▸ **The records**

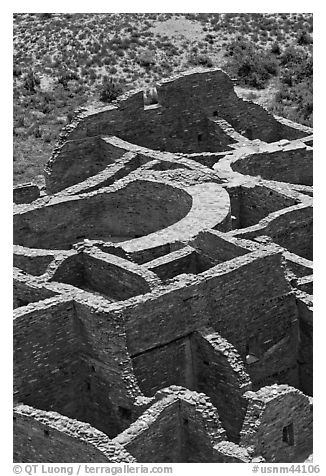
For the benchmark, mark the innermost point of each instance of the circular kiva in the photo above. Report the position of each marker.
(143, 212)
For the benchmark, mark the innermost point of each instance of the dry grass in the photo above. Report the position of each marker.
(135, 49)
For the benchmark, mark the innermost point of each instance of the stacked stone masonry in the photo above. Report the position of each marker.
(163, 284)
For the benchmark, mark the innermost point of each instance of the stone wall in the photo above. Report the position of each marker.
(48, 437)
(26, 193)
(112, 214)
(291, 228)
(289, 164)
(220, 374)
(278, 424)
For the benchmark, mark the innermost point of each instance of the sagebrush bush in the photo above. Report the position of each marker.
(111, 89)
(251, 65)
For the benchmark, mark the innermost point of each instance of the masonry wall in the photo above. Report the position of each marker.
(110, 386)
(139, 208)
(181, 261)
(32, 263)
(253, 285)
(80, 159)
(47, 368)
(275, 346)
(185, 105)
(220, 374)
(284, 165)
(200, 430)
(216, 248)
(265, 421)
(41, 437)
(25, 292)
(291, 229)
(163, 366)
(257, 202)
(305, 350)
(158, 441)
(26, 193)
(111, 276)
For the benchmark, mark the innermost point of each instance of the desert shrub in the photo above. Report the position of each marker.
(275, 49)
(111, 89)
(17, 71)
(251, 65)
(304, 38)
(200, 60)
(67, 76)
(146, 58)
(31, 81)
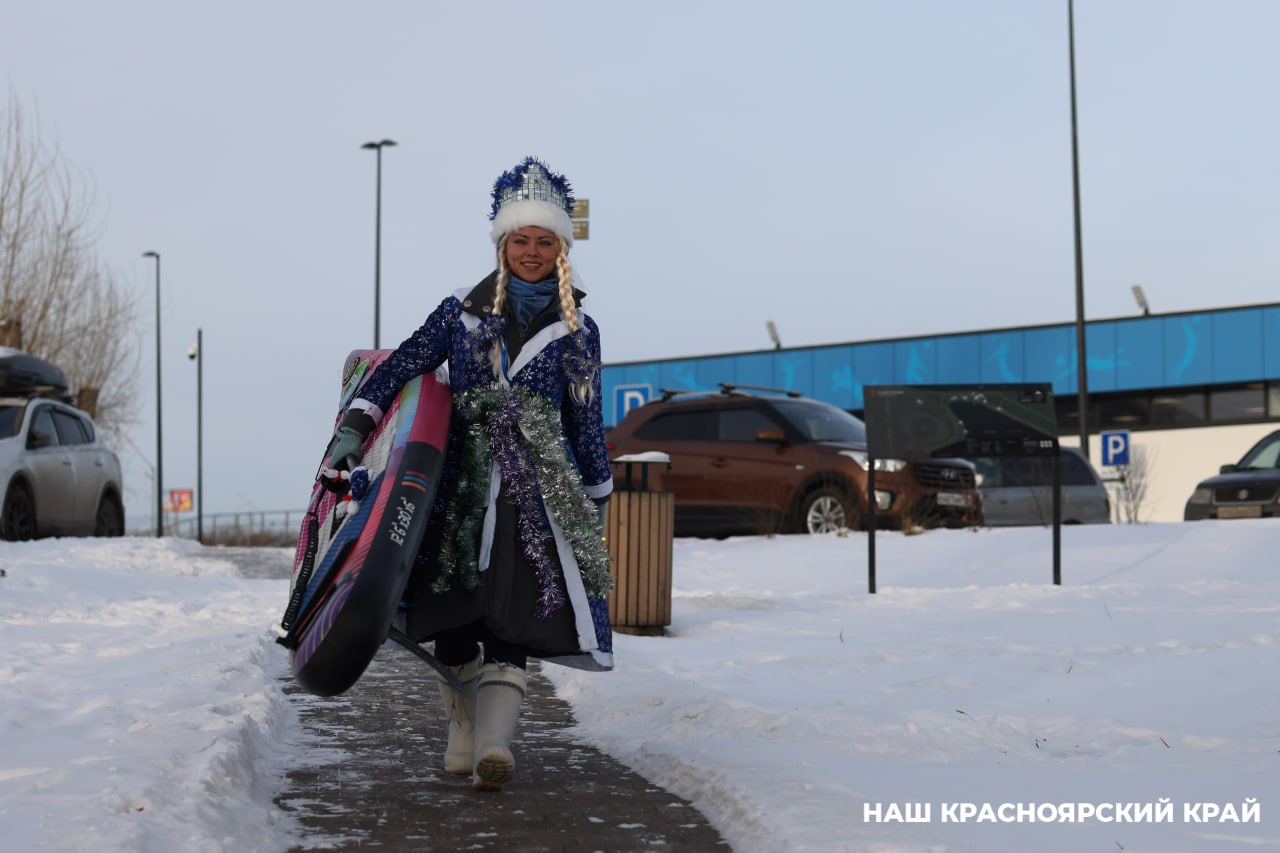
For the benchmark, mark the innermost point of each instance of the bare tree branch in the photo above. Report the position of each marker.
(68, 308)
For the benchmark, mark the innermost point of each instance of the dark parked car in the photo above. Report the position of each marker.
(1019, 489)
(1247, 489)
(760, 463)
(56, 475)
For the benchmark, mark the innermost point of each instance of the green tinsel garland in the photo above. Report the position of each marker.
(558, 483)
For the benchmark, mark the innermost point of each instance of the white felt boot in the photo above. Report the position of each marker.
(498, 697)
(461, 711)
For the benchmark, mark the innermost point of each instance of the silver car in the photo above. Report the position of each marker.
(56, 475)
(1018, 491)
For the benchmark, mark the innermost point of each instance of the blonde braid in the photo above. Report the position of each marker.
(568, 310)
(581, 391)
(499, 299)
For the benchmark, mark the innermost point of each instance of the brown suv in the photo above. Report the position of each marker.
(763, 463)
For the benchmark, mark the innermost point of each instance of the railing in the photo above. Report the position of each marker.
(248, 528)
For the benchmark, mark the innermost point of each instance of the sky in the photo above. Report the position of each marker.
(850, 170)
(792, 708)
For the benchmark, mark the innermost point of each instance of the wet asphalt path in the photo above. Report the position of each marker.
(378, 781)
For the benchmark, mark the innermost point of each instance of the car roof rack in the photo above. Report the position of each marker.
(728, 388)
(666, 395)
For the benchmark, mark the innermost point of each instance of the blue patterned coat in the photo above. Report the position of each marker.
(460, 332)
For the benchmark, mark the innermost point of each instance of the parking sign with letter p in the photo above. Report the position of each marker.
(1115, 447)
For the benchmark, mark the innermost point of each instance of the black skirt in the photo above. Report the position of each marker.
(504, 601)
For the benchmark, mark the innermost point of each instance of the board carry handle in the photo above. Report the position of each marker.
(304, 579)
(401, 638)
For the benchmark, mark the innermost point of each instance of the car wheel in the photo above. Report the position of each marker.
(110, 519)
(826, 510)
(18, 516)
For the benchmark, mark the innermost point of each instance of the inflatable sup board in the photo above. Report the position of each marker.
(356, 550)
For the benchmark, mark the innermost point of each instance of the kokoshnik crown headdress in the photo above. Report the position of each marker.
(531, 195)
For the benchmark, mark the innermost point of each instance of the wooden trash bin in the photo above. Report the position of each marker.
(639, 527)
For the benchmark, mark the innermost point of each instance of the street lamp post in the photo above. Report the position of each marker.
(1082, 396)
(378, 240)
(197, 354)
(159, 442)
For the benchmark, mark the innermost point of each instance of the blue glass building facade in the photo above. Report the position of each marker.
(1142, 360)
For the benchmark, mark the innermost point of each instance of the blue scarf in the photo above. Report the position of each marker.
(530, 300)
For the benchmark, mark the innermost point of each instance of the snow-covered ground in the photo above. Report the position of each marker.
(969, 705)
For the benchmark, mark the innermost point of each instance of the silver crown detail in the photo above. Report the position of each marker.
(531, 181)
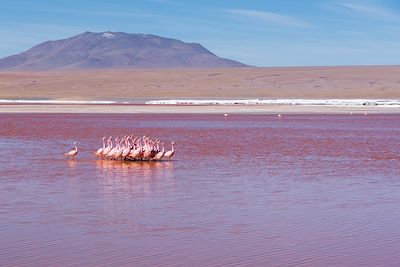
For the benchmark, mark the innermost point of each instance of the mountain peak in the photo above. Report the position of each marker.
(115, 50)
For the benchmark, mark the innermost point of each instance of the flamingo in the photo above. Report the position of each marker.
(108, 148)
(160, 154)
(171, 152)
(73, 152)
(99, 151)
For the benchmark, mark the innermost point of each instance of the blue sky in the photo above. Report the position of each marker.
(261, 33)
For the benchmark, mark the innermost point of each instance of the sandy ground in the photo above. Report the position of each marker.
(233, 83)
(193, 109)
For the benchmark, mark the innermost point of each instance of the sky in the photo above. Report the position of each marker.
(257, 32)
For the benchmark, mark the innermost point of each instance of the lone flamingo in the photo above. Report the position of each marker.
(171, 152)
(73, 152)
(100, 150)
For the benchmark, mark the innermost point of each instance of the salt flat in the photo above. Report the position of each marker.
(370, 82)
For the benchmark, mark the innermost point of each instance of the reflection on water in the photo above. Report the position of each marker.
(254, 190)
(143, 176)
(72, 163)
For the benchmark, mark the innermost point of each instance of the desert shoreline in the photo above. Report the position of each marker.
(198, 109)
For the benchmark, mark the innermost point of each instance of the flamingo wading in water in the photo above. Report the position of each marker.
(171, 152)
(73, 152)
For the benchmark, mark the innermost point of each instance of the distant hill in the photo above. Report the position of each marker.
(115, 50)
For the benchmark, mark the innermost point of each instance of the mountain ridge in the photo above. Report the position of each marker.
(115, 50)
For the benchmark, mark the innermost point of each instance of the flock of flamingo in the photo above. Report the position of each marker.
(130, 148)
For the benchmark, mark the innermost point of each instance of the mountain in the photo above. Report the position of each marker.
(115, 50)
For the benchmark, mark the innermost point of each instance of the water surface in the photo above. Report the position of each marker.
(242, 190)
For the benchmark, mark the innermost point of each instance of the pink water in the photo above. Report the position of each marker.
(246, 190)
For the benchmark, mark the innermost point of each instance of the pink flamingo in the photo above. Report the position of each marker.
(171, 152)
(160, 154)
(99, 151)
(73, 152)
(108, 148)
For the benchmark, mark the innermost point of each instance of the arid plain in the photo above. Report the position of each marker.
(371, 82)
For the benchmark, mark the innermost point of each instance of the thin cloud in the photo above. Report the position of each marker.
(374, 11)
(270, 17)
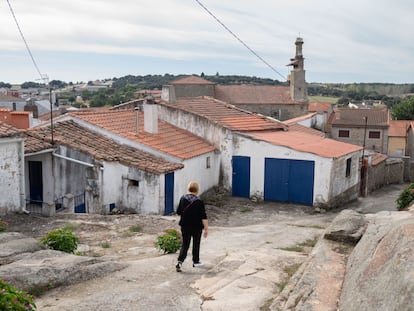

▸ **Directions**
Return every line of the records above that contains the string "masonry", treating uppercase and lowercase as different.

▸ **The solution**
For the benchmark, mark the innermost point of each instance of the stacked stone masonry in the photo above. Report the position of each marker.
For the benchmark, mark the innermost point of each instance of the masonry wall in the photo above. Report the position of each marker.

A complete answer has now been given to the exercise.